◆ Passage shown ◆
State v. Williams, 86-1123

Decision Date17 August 1988
Docket NumberNo. 86-1123,86-1123
Citation427 N.W.2d 469
PartiesSTATE of Iowa, Appellee, v. Jon D. WILLIAMS, Appellant.
CourtIowa Supreme Court

Charles L. Harrington, Appellate Defender, Barbara M. Anderson and John P. Messina, Asst. Appellate Defenders, for appellant.

Thomas J. Miller, Atty. Gen., Richard J. Bennett, Asst. Atty. Gen., E.A. Westfall, Co. Atty., and Joseph J. Hrvol and Richard J. Hauser, Asst. Co. Attys., for appellee.

Considered en banc.

CARTER, Justice.

Defendant, Jon D. Williams, appeals from judgment of conviction of first-degree murder following a jury trial. He asserts reversible error occurred in the admission of evidence. The court of appeals affirmed defendant's conviction by operation of law as a result of an equally divided vote. On our review of the court of appeals decision, we conclude defendant's claims of error have merit, reverse the judgment of conviction, and remand the case to the district court for a new trial.

◆ Data segment ◆
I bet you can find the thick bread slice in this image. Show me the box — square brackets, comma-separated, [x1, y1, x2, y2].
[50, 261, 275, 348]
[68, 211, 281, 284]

◆ The problem ◆
Extend the Iowa Supreme Court opinion in State v. Williams past its last sentence. The material above has nothing to do with the court opinion.

◆ The reply ◆
Defendant was charged with first-degree murder in the death of his wife, Nancy Williams. He reported a shooting to police in the late evening of January 9, 1986. When officers arrived at the Williams' residence, they found Nancy face down on her bed and shot through the head. She had a .22 caliber revolver in her hand. She died several hours later. Defendant told police he had struggled with Nancy over possession of the gun after she had threatened to shoot him. He stated that during this struggle the gun accidentally discharged wounding Nancy in the head.

The gun found in Nancy's hand had inexplicably been recocked. Expert testimony offered by the State at trial indicated an absence of barium on Nancy's hands, a circumstance which the expert indicated was inconsistent with her having held the weapon when it discharged. Other expert testimony offered by the State indicated Nancy had been shot while lying on the bed rather than while standing beside it as defendant had indicated. Two witnesses, David Yochum and Edward May, testified that defendant had, in their presence, threatened to kill Nancy only a few hours before her death. Other evidence material to the issues on appeal will be discussed in connection with our consideration of the legal issues which are presented.

I. Testimony of the Victim's Attorney Concerning Conversations with the Victim and the Defendant's Attorney.

The first two assignments of error involve testimony given by an attorney with whom Nancy Williams was consulting in regard to bringing an action to dissolve her marriage to defendant. These consultations occurred on January 7, 1986, and again on January 9, 1986, the day Nancy died.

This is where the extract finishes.